EXCERPT TO READ:
4. If adding the silica, and probable also goes for the copper powder, dump everything into a bucket and get some mixing sticks (paddles first). I did not have any good tool for mixing.

....... Just happy to pass along the information based upon our experience. I guess I would just preference remarks with "This worked for us" based upon temperature and humidity. But we pretty much stuck with those ratios and amounts, and with two people brushing could use the material in the time interval outlined. As for coverage of the copper epoxy mixture, we calculate approximately 162 sq. ft. with both tunnels (catamaran hulls) from the area masked off and below. We were able to complete this hull with 3 (three) batches of the copper / epoxy consisting of the 15 oz. low V / 7 oz. curing agent/ and
5-6 oz. of the copper powder. In fact we had a little left over and "Started around" again after completing the second tunnel. Actually, we cut the last batch of Copper Powder down just a tad to 14 oz. low V, hair
over 6 oz. of curing agent and 5.5 oz. of copper powder. So, for the entire hull we used 64 oz. of epoxy + curing agent and 17 ozs. of copper powder.

(note: this is a lot better coverage than we quote. The additon of the solvent greatly increases coverage but puts on a thinner coat. You can add enough copper to create copper epoxy putty. Note that a gallon of anything spread out at 1/4 inch thick only covers 6.2 square feet. Goal is to get as much copper on as possible but still be able to apply it and not have roller marks, etc.)


Guess I'd mention one other thing, and that is the brushing technique. At first, I was concerned (especially with the hot weather) with getting on the copper epoxy within a time period before it set up. So, I fell back to a time when I did much painting, and learned to "Put it on" fairly quickly. I would just dip the brush into the copper mixture to the bottom of the bucket and depth starting out was maybe a little over one inch (1"). Could use this for a while, but then the brush would load up and start oozing out, especially when doing the very bottom. Well, I didn't need be that worried. I don't think we had anything set up on us inside of 30 minutes. I then altered technique to "Wipe" one side of the brush on the top of the paint bucket and this kept things in control, but still allowed a fairly rapid work rate. Just a little more dipping into the
bucket.

DATA RECORDS:

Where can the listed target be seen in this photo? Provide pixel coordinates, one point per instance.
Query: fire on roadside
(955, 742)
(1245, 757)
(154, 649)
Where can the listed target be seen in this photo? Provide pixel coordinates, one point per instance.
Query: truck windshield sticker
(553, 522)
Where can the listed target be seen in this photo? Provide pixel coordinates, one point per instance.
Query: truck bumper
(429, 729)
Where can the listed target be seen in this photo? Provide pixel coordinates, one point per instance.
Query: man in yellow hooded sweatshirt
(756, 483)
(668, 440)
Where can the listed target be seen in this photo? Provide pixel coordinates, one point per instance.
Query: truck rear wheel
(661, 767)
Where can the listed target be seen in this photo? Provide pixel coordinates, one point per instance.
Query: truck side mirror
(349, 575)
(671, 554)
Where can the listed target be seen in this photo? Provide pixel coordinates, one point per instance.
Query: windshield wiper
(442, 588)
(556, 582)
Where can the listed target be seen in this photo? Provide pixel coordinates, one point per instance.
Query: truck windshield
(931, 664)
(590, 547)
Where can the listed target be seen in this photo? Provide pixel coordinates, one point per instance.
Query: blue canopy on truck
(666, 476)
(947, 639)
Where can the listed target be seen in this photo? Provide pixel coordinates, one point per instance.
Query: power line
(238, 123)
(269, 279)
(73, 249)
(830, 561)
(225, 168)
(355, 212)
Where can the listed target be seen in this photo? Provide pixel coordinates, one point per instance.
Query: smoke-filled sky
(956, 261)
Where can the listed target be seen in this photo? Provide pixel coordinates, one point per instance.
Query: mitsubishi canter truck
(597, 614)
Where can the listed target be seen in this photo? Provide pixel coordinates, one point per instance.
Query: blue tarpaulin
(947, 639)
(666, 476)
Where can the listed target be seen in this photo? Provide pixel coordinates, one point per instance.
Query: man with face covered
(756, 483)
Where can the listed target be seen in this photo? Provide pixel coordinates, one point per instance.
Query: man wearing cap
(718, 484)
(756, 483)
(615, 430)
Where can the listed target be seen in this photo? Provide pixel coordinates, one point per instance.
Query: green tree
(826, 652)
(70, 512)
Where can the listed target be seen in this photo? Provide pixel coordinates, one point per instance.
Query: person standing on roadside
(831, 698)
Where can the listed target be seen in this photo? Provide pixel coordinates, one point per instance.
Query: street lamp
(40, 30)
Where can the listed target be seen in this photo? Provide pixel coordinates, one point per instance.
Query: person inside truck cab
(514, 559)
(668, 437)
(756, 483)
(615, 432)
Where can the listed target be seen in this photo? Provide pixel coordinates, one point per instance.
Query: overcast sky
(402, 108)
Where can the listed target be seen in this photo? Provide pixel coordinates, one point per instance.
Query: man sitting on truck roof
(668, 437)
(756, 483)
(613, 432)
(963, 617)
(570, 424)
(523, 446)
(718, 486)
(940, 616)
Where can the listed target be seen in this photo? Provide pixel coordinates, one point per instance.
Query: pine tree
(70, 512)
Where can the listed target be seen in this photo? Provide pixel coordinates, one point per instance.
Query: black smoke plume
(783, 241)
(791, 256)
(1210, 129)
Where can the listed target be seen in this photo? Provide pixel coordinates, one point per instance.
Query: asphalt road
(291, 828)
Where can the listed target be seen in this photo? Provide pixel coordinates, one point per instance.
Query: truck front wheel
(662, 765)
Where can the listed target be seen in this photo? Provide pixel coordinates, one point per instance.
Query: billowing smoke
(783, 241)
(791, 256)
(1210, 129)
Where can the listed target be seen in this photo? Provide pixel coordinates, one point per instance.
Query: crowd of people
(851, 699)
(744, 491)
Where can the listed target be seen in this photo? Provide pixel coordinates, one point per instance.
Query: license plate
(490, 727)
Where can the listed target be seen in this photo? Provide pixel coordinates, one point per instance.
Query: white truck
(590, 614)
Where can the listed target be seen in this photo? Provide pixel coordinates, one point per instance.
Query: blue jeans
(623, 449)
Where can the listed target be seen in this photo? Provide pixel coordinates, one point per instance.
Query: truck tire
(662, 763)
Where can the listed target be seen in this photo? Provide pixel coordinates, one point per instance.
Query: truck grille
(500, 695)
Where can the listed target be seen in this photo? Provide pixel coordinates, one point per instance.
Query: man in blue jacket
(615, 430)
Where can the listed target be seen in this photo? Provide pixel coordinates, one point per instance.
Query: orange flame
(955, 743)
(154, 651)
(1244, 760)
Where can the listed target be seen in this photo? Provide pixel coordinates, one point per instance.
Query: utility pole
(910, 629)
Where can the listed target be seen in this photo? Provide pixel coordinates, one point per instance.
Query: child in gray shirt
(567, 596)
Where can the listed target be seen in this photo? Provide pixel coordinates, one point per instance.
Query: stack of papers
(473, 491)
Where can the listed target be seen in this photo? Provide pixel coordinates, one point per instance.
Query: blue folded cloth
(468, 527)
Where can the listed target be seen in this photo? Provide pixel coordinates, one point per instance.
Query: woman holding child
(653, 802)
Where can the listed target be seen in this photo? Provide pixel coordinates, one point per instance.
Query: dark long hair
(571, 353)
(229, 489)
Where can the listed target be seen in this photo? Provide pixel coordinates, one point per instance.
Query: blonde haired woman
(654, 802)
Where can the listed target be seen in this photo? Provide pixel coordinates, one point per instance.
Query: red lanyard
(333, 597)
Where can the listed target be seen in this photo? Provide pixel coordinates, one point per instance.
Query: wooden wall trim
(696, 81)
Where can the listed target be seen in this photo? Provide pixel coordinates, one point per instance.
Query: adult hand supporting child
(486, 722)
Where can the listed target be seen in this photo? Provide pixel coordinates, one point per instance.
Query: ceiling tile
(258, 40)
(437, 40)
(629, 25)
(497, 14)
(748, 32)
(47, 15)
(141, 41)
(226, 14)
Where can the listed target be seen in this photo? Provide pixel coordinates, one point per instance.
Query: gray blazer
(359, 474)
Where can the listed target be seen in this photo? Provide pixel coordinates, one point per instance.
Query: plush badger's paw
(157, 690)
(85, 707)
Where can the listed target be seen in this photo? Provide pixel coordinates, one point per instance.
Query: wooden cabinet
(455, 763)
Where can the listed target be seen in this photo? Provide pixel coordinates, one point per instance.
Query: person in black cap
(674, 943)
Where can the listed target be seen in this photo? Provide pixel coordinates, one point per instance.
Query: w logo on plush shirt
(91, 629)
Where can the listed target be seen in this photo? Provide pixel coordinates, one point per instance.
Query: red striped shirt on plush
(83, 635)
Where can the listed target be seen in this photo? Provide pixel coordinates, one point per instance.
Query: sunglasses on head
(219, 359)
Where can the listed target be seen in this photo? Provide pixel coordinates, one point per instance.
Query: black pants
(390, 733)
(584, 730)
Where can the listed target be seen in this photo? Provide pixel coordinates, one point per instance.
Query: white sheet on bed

WORK TO DO:
In the hull coating account, why did the writer start wiping one side of the brush on the top of the paint bucket? Answer in one to three sentences. Rely only on the text when responding.

SOLUTION TO THIS EXERCISE:
Dipping the brush to the bottom of the bucket made it load up and start oozing, especially when doing the very bottom. The writer also found there was less need to rush, since nothing set up within 30 minutes. Wiping one side of the brush kept things under control while still allowing a fairly rapid work rate.